**What to produce:** Turn every line of the material below into a numbered list, skipping blank lines and leaving the pictures out.

(Outline records)

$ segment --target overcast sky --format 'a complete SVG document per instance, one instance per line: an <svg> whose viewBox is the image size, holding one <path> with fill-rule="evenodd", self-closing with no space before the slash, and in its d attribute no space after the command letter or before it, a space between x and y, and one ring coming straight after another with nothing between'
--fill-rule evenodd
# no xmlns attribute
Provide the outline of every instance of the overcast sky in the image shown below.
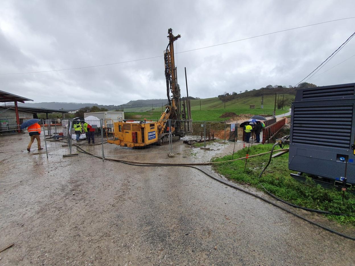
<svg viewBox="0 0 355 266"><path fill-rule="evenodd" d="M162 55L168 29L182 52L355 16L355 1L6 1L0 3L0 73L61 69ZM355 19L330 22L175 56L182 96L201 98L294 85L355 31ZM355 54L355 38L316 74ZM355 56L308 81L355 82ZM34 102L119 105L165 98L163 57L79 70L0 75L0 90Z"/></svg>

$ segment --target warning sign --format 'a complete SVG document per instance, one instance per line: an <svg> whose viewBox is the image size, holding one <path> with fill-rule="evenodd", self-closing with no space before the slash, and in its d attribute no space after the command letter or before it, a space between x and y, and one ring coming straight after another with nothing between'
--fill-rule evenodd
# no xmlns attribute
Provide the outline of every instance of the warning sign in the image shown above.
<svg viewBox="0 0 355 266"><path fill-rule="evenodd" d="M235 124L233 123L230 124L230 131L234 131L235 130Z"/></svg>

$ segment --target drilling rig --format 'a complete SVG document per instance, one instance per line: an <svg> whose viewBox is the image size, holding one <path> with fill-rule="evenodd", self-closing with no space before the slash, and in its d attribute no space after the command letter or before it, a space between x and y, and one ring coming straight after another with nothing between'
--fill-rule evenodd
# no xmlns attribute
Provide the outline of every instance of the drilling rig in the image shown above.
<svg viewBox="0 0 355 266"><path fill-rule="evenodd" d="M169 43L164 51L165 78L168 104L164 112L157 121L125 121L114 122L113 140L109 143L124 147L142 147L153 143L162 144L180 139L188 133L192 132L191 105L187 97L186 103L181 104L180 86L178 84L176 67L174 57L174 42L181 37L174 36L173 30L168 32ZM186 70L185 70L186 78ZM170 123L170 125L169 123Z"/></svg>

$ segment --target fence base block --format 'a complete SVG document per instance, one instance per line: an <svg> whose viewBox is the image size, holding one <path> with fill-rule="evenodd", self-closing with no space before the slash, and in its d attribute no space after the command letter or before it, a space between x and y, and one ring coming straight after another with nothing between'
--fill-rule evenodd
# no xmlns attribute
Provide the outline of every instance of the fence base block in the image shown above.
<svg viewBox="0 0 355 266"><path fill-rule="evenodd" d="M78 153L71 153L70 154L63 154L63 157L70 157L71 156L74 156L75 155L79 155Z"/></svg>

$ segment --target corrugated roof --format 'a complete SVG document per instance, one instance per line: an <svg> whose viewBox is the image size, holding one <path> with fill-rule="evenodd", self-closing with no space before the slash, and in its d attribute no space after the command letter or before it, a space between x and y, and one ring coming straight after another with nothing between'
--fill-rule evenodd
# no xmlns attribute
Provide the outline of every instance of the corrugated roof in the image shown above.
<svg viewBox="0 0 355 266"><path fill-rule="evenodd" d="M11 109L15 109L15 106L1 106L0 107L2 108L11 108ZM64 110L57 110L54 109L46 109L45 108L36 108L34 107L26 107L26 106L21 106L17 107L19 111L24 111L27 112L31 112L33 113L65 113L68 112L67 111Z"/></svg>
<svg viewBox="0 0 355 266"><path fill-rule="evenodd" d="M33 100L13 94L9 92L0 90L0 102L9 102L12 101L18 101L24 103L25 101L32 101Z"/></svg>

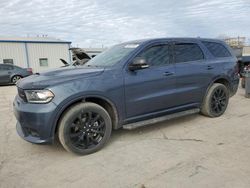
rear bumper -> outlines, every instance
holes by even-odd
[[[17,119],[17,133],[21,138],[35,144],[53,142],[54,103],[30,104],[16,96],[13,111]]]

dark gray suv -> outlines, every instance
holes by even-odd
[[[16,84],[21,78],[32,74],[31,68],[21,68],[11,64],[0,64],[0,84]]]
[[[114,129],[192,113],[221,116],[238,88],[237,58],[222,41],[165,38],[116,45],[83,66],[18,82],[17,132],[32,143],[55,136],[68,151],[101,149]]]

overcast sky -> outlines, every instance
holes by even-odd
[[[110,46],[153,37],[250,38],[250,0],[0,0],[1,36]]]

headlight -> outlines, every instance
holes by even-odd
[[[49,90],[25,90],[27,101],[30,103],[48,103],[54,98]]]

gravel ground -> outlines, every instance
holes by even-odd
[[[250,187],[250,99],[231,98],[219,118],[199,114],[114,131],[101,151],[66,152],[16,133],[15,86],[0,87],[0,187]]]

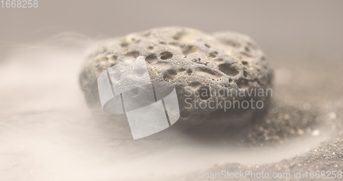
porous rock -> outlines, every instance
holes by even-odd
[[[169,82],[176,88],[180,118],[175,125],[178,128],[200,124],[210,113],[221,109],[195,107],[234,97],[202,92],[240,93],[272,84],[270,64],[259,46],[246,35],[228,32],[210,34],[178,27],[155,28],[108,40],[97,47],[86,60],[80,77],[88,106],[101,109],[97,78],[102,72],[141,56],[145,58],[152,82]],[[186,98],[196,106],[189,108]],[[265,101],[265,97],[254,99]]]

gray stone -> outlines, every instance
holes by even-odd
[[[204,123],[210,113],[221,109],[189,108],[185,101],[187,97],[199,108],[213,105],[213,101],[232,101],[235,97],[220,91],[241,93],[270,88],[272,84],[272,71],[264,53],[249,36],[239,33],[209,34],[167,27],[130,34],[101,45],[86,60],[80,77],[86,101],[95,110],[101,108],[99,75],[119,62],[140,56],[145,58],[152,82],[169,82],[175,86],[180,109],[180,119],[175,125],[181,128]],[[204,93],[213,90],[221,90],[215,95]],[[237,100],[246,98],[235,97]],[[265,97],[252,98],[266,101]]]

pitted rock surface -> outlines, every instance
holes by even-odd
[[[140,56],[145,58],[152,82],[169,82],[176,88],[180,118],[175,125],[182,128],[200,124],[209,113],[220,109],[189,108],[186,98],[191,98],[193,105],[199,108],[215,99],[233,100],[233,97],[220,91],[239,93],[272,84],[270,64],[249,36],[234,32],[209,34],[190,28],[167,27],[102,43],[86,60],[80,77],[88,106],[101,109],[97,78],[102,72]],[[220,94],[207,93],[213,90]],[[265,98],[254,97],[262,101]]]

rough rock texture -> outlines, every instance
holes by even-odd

**Correct output:**
1. $ segment --target overcast sky --format 'a complete SVG document per instance, one instance per line: an <svg> whose viewBox is the image size, holding one <path> with fill-rule="evenodd", self-closing with no space before the slash, and in its d attribute no space after the command letter or before it, a space between x and y, and one ring coming straight after another with nothing between'
2. --fill-rule evenodd
3. # no xmlns attribute
4. Provide the outline of every instance of the overcast sky in the image shown below.
5. <svg viewBox="0 0 355 266"><path fill-rule="evenodd" d="M162 55L168 29L182 52L355 16L355 1L6 1L0 3L0 73L61 69ZM355 19L330 22L175 56L182 96L201 98L294 85L355 31ZM355 54L355 38L316 74ZM355 56L308 81L355 82ZM34 102L119 105L165 98L163 57L79 70L0 75L0 90Z"/></svg>
6. $ segment --target warning sign --format 'a complete SVG document per instance, one instance per line: an <svg> whose viewBox is the image size, holding one <path> with fill-rule="evenodd", self-closing with no space before the slash, and in its d attribute no space after the command letter or before it, a space between x and y, and one ring coming straight after another with nothing between'
7. --fill-rule evenodd
8. # no xmlns attribute
9. Provide the outline of every instance of the warning sign in the image shown above.
10. <svg viewBox="0 0 355 266"><path fill-rule="evenodd" d="M235 124L233 123L230 124L230 131L234 131L235 130Z"/></svg>
11. $ segment --target drilling rig --format 'a complete SVG document per instance, one instance per line: an <svg> whose viewBox is the image size, holding one <path> with fill-rule="evenodd", self-closing with no space before the slash, and in its d attribute no space after the command letter or before it, a space between x and y, and one ring coming straight after another with nothing between'
12. --fill-rule evenodd
13. # no xmlns attribute
14. Provide the outline of every instance of the drilling rig in the image shown above.
15. <svg viewBox="0 0 355 266"><path fill-rule="evenodd" d="M169 43L164 51L165 78L168 104L164 112L157 121L125 121L114 122L113 140L109 143L124 147L142 147L153 143L162 144L180 139L188 133L192 132L191 105L187 97L186 103L181 104L180 86L178 84L176 67L174 57L174 42L181 37L174 36L173 30L168 32ZM186 70L185 70L186 78ZM170 123L170 125L169 123Z"/></svg>
16. $ segment --target fence base block --format 'a complete SVG document per instance, one instance per line: an <svg> whose viewBox is the image size, holding one <path> with fill-rule="evenodd", self-closing with no space before the slash, and in its d attribute no space after the command letter or before it, a space between x and y, and one ring coming straight after another with nothing between'
17. --fill-rule evenodd
18. # no xmlns attribute
19. Provide the outline of every instance of the fence base block in the image shown above.
20. <svg viewBox="0 0 355 266"><path fill-rule="evenodd" d="M78 153L71 153L70 154L63 154L63 157L70 157L71 156L74 156L75 155L79 155Z"/></svg>
21. $ segment --target corrugated roof --format 'a complete SVG document per instance, one instance per line: an <svg> whose viewBox is the image size, holding one <path> with fill-rule="evenodd", self-closing with no space before the slash, and in its d attribute no space after the command letter or before it, a space between x and y, and one ring coming straight after another with nothing between'
22. --fill-rule evenodd
23. # no xmlns attribute
24. Provide the outline of every instance of the corrugated roof in the image shown above.
25. <svg viewBox="0 0 355 266"><path fill-rule="evenodd" d="M11 109L15 109L15 106L1 106L0 107L2 108L11 108ZM64 110L57 110L54 109L46 109L45 108L36 108L34 107L26 107L26 106L21 106L17 107L19 111L24 111L27 112L31 112L33 113L65 113L68 112L67 111Z"/></svg>
26. <svg viewBox="0 0 355 266"><path fill-rule="evenodd" d="M33 100L13 94L9 92L0 90L0 102L9 102L12 101L18 101L24 103L25 101L32 101Z"/></svg>
27. rear bumper -> outlines, every instance
28. holes by even-odd
29. [[[17,119],[17,133],[21,138],[35,144],[53,142],[54,103],[30,104],[16,96],[13,111]]]
30. dark gray suv -> outlines, every instance
31. holes by even-odd
32. [[[16,84],[21,78],[32,74],[31,68],[21,68],[11,64],[0,64],[0,84]]]
33. [[[114,129],[192,113],[221,116],[238,88],[237,58],[222,41],[165,38],[116,45],[83,66],[18,82],[17,132],[32,143],[55,136],[68,151],[101,149]]]
34. overcast sky -> outlines, every instance
35. holes by even-odd
36. [[[110,46],[153,37],[250,38],[250,0],[0,0],[1,36]]]
37. headlight -> outlines, every instance
38. holes by even-odd
39. [[[49,90],[25,90],[27,101],[30,103],[48,103],[54,98]]]
40. gravel ground -> outlines, every instance
41. holes by even-odd
42. [[[250,187],[250,99],[231,98],[219,118],[199,114],[114,131],[101,151],[66,152],[16,133],[15,86],[0,87],[0,187]]]
43. porous rock -> outlines, every instance
44. holes by even-odd
45. [[[169,82],[176,88],[180,118],[175,125],[178,128],[200,124],[210,113],[221,109],[195,107],[234,97],[202,92],[240,93],[272,84],[270,64],[259,46],[246,35],[228,32],[210,34],[178,27],[155,28],[108,40],[97,47],[86,60],[80,77],[88,106],[101,109],[97,78],[102,72],[141,56],[145,58],[152,82]],[[186,98],[196,106],[189,108]],[[265,101],[265,97],[254,99]]]
46. gray stone -> outlines, every instance
47. holes by even-odd
48. [[[204,123],[210,113],[221,109],[189,108],[185,101],[187,97],[199,108],[213,105],[213,101],[232,101],[235,97],[220,91],[241,93],[270,88],[272,84],[272,71],[264,53],[249,36],[239,33],[209,34],[167,27],[130,34],[101,45],[86,60],[80,77],[86,101],[95,110],[101,108],[99,75],[119,62],[140,56],[145,58],[152,82],[169,82],[175,86],[180,109],[180,119],[175,125],[181,128]],[[204,93],[213,90],[221,90],[215,95]],[[237,100],[246,98],[235,97]],[[265,97],[252,98],[266,101]]]
49. pitted rock surface -> outlines, every instance
50. holes by even-odd
51. [[[140,56],[145,58],[152,82],[169,82],[176,88],[180,118],[175,125],[182,128],[200,124],[209,113],[220,109],[189,108],[186,98],[191,98],[193,105],[199,108],[215,99],[233,100],[233,97],[220,91],[239,93],[272,84],[270,64],[249,36],[234,32],[209,34],[190,28],[167,27],[102,43],[86,60],[80,77],[88,106],[101,109],[97,78],[102,72]],[[220,94],[207,93],[213,90]],[[265,98],[254,97],[262,101]]]
52. rough rock texture -> outlines, every instance
53. holes by even-odd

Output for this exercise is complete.